Data for this task:
Segment Open

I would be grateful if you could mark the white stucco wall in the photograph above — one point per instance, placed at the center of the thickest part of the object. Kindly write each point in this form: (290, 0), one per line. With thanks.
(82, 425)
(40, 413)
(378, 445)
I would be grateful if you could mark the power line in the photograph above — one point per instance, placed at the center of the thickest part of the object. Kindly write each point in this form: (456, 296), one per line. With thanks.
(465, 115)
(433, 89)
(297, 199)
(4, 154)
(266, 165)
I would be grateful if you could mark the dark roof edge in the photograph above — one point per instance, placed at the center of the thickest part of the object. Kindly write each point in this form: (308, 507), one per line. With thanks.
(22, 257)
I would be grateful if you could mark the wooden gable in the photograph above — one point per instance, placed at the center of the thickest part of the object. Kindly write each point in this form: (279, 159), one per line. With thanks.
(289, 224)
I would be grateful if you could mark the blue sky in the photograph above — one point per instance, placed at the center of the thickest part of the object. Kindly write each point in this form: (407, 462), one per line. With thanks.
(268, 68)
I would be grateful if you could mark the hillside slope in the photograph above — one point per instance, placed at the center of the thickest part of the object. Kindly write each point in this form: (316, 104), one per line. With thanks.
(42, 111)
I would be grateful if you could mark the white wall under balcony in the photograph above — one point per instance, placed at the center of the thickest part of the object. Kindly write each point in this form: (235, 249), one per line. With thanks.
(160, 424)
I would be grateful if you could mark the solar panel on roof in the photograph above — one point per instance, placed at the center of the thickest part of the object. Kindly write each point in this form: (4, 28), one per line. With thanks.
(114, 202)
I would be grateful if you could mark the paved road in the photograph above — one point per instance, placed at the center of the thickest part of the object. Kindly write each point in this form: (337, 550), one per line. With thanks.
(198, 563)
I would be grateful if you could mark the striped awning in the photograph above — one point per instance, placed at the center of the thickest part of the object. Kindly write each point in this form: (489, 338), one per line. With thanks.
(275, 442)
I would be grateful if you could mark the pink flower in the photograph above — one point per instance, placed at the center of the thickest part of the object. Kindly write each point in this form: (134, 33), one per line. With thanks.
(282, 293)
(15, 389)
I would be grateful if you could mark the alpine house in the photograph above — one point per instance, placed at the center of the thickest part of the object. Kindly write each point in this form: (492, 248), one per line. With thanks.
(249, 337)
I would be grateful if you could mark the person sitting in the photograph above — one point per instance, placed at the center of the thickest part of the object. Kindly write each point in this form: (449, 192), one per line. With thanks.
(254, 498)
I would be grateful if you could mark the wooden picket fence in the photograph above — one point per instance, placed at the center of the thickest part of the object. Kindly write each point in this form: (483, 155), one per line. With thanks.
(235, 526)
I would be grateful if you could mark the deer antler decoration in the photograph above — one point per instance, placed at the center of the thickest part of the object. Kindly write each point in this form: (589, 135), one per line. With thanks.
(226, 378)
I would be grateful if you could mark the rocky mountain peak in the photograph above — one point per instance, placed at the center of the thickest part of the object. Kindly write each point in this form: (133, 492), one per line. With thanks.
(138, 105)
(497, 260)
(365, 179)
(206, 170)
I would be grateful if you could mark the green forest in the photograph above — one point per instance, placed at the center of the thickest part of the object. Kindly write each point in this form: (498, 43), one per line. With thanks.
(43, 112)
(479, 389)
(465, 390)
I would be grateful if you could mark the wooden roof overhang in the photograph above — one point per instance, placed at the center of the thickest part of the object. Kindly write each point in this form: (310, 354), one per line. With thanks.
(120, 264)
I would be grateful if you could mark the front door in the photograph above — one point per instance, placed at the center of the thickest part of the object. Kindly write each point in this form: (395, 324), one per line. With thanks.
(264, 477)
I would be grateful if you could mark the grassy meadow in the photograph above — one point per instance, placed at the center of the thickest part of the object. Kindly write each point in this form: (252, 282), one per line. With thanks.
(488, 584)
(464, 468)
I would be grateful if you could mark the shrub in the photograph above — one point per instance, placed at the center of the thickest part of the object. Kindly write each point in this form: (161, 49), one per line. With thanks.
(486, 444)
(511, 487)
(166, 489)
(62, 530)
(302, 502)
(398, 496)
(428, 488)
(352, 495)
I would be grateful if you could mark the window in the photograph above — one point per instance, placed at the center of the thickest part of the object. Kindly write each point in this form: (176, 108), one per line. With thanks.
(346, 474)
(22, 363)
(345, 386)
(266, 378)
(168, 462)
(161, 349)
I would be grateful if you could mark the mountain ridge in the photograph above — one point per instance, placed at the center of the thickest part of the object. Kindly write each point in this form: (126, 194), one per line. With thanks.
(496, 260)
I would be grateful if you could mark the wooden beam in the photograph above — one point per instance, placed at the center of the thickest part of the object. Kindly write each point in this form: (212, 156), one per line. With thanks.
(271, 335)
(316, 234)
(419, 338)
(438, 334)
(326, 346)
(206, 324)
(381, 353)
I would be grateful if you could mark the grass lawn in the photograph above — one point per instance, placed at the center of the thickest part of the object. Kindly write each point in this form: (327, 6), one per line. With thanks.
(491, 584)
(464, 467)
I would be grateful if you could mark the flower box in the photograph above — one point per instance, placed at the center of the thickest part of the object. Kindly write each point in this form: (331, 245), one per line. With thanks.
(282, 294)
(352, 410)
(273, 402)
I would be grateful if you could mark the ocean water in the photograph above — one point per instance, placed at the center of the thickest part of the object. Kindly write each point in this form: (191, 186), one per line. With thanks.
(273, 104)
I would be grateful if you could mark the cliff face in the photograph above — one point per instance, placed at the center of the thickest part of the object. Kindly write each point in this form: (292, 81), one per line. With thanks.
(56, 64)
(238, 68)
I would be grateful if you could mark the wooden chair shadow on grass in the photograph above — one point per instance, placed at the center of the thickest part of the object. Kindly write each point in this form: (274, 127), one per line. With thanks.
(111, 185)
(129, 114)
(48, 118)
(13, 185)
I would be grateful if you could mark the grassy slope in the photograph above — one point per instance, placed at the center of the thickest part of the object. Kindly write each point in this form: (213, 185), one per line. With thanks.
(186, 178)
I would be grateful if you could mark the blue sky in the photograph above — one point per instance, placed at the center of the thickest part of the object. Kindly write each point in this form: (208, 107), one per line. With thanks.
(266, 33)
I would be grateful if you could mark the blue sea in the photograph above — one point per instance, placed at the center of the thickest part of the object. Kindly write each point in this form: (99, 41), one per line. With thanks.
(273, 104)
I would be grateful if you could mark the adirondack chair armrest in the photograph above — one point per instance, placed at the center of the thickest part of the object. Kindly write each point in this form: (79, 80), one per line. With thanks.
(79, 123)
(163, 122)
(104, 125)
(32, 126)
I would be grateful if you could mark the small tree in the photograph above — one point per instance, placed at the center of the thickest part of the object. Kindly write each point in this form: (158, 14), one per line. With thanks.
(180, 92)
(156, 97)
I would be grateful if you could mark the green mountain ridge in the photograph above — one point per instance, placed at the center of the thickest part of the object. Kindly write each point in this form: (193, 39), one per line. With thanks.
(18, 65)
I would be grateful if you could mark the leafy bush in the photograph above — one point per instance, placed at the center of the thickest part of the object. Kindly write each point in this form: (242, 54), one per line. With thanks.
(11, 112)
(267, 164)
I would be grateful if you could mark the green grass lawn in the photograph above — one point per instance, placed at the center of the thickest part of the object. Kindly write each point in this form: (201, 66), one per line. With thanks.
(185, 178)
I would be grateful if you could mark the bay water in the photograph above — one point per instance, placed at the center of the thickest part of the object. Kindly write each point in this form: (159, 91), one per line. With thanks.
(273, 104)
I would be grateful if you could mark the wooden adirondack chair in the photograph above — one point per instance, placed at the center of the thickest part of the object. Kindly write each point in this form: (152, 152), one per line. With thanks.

Segment Closed

Assignment:
Extract all the material, leaving every line as it is.

Answer area:
I would be grateful if you could mark the white stucco wall in the photograph above — one point per instance, placed at the center of the thickest part of the object. Kindly write each point in this form: (290, 0), one per line. With thanks.
(82, 425)
(40, 413)
(378, 445)
I would be grateful if you could mark the power line in the photograph above — one point per instance, placed at the center of the thickest part of the object. Kindly write each point in this form: (456, 296), one per line. With thanks.
(465, 115)
(433, 89)
(297, 199)
(4, 154)
(266, 165)
I would be grateful if you could mark the dark roof edge in the photograph above — one point per instance, placed at the center of the thickest part of the object. Kindly write each point in this form: (308, 507), one per line. With thanks.
(22, 257)
I would be grateful if you could mark the wooden gable in the photograph above — one point per instance, placed at the center of the thickest part of the object. Kindly write each point in this form: (279, 159), one per line. With thanks.
(289, 224)
I would be grateful if you could mark the blue sky in the photograph above — one point per instance, placed at the center of the thickest part of the object. Kindly write each point in this form: (407, 462), one per line. With thanks.
(268, 68)
I would be grateful if you could mark the hillside slope in the photograph above — one point per instance, placed at the center of the thickest part of the object. Kindly write each point in this form: (316, 104), one per line. With thanks.
(42, 111)
I would be grateful if you could mark the white wall under balcony in the photograph above — one point per instance, placed at the center of the thickest part of the object. Kindly write each point in this form: (235, 249), one per line. With thanks.
(160, 424)
I would be grateful if you could mark the solar panel on roof in the photograph above — one point per instance, placed at the center of the thickest part of the object. Kindly write each point in this form: (4, 28), one per line. With thanks.
(114, 202)
I would be grateful if you could mark the paved road in the photograph above — one point per instance, placed at the center of the thickest part of the object. Kindly write each point in this form: (337, 550), one per line. With thanks.
(198, 563)
I would be grateful if you could mark the striped awning in the photograph above — one point per instance, placed at the center of the thickest part of the object. Kindly write each point in this form: (489, 338), one per line. With thanks.
(275, 442)
I would be grateful if you could mark the pink flower in the photograph above — one point per instance, placed at the center of the thickest part of the object. Kindly write each point in this form: (134, 33), one per line. With thanks.
(282, 293)
(15, 389)
I would be grateful if you could mark the alpine house in the photograph above — one point per instance, placed at the center of the thickest part of the object. Kindly write each point in this form: (492, 248), one per line. With thanks.
(249, 337)
I would be grateful if you could mark the person sitting in the photograph above — one point per instance, placed at the center of the thickest part of the object. Kindly write each point in this form: (449, 192), one per line. With thanks.
(254, 498)
I would be grateful if you could mark the wooden picket fence in the photograph above — one point per instance, placed at the center of the thickest part of the object. Kindly write each point in this form: (483, 155), one per line. With thanks.
(235, 526)
I would be grateful if you could mark the deer antler decoration in the photograph above — one point per instance, placed at the center of the thickest part of the object. Kindly write each point in this form: (589, 135), one per line. With thanks.
(226, 378)
I would be grateful if you could mark the rocky mountain peak in the photograph above — one point per instance, placed at the center of the thickest part of the object. Kindly write each point in this form: (133, 492), one per line. With thanks.
(138, 105)
(497, 260)
(365, 179)
(206, 170)
I would be grateful if you could mark the green forest in the photograph above — one point per instance, placed at the center of the thickest part of the object. Kindly write each point in this form: (498, 43), one per line. With thanks.
(43, 112)
(479, 389)
(465, 390)
I would be grateful if you could mark the wooden roof overhang in the photograph above — one point per instance, placed at the center of the thickest part of the object. Kindly write each point in this form: (310, 354), one per line. With thanks.
(120, 264)
I would be grateful if you could mark the front door in the photograph above — one point per instance, placed at the center of the thickest part of the object. Kindly write each point in this form: (395, 324), one per line. With thanks.
(264, 477)
I would be grateful if you could mark the grassy meadow in the photograph above — one point per instance, placed at the center of the thickest part of the object. Kindly write each point in this form: (252, 282), one per line. With thanks.
(488, 584)
(464, 468)
I would be grateful if you could mark the shrub in the photograph above — one point per instance, placed at the center of the thickest part of the object. Kindly write each point in this form: (161, 49), one per line. With thanks.
(486, 444)
(511, 487)
(166, 489)
(62, 530)
(302, 502)
(398, 496)
(428, 488)
(352, 495)
I would be grateful if you could mark the window in the photograph above — one point per instance, placed at the center of the thickest part of the object. Kindly write each point in this form: (176, 108), one per line. With thanks.
(346, 474)
(22, 363)
(345, 386)
(266, 378)
(168, 462)
(161, 349)
I would be grateful if you could mark the mountain ridge in the photograph above — one point per instance, placed at the center of the thickest part of the object. Kindly write each point in this form: (126, 194), one per line. With thanks.
(496, 260)
I would be grateful if you could mark the wooden beam in the photograph above — one point per instance, placed at the center of the thickest part of the object. Kindly write each point in this form: (212, 156), one per line. With thanks.
(271, 335)
(316, 234)
(419, 338)
(438, 334)
(326, 346)
(206, 324)
(381, 353)
I would be grateful if you could mark the grass lawn in the photograph above — one point per instance, placed at the center of the thickest part of the object. Kindly write each point in this form: (327, 6), one per line. With thanks.
(491, 584)
(464, 467)
I would be grateful if you could mark the flower box in the photograph above — one point per instance, placed at the center of the thickest part of the object. Kindly write each point in this form: (331, 245), one per line. With thanks.
(282, 294)
(352, 410)
(273, 402)
I would be grateful if you could mark the ocean water in the photograph above — one point per instance, placed at the center of the thickest part of the object. Kindly write each point in this form: (191, 186), one per line. With thanks.
(273, 104)
I would be grateful if you could mark the cliff face in the photograph above — one point per instance, placed at the center of the thickest part of the object. Kindly write each point in this form: (292, 81), one per line. With thanks.
(56, 64)
(238, 68)
I would be grateful if you could mark the wooden chair shadow on grass in the photograph above — one point per instance, placed at the center of the thickest part of the object. Kindly write each point in this form: (274, 127), one per line. With thanks.
(111, 185)
(129, 114)
(48, 118)
(13, 185)
I would be grateful if you could mark the grassy slope in the photograph above — one point per instance, placed at the center of the thickest part of the object. Kindly write each point in this form: (213, 185), one per line. With thanks.
(186, 178)
I would be grateful if you could mark the blue sky in the photograph above — one point per instance, placed at the center of the thickest part of the object. Kindly write each point in this form: (208, 107), one per line. With thanks.
(266, 33)
I would be grateful if you could mark the blue sea in the photograph above — one point per instance, placed at the center of the thickest part of the object. Kindly write each point in this form: (99, 41), one per line. With thanks.
(273, 104)
I would be grateful if you could mark the adirondack chair armrest in the photograph above — one point per instance, placed at the center of the thickest part of the object. Kindly write each point in this form: (79, 80), one per line. With thanks.
(79, 123)
(163, 122)
(104, 125)
(32, 126)
I would be grateful if you could mark the small tree in the photograph above — one point per instance, placed at the center of the thickest part of the object. Kindly write each point in this form: (158, 14), one per line. With thanks.
(180, 92)
(156, 97)
I would be grateful if you could mark the green mountain ridge in the photograph above — one point per instance, placed at the center of the thickest part of the object. Kindly write each point in this form: (193, 39), one per line. With thanks.
(18, 65)
I would be grateful if you could mark the leafy bush in the photograph above — one point per instance, placed at the center of the thickest part of the object. Kindly write each point in this form: (242, 54), one per line. With thanks.
(11, 112)
(267, 164)
I would be grateful if you could mark the green grass lawn in the photograph above — one point per instance, placed at the center of the thickest part of the object. Kindly write each point in this form: (201, 66), one per line. With thanks.
(185, 178)
I would be grateful if you could mark the bay water in the photograph above — one point per instance, placed at the center of the thickest part of the object. Kindly write each point in this form: (159, 91), one per line. With thanks.
(273, 104)
I would be grateful if you could mark the wooden adirondack chair in the photograph above — one point per instance, placed at the center of the thickest part of the object. Kindly write each point in this form: (152, 152), one per line. With thanks.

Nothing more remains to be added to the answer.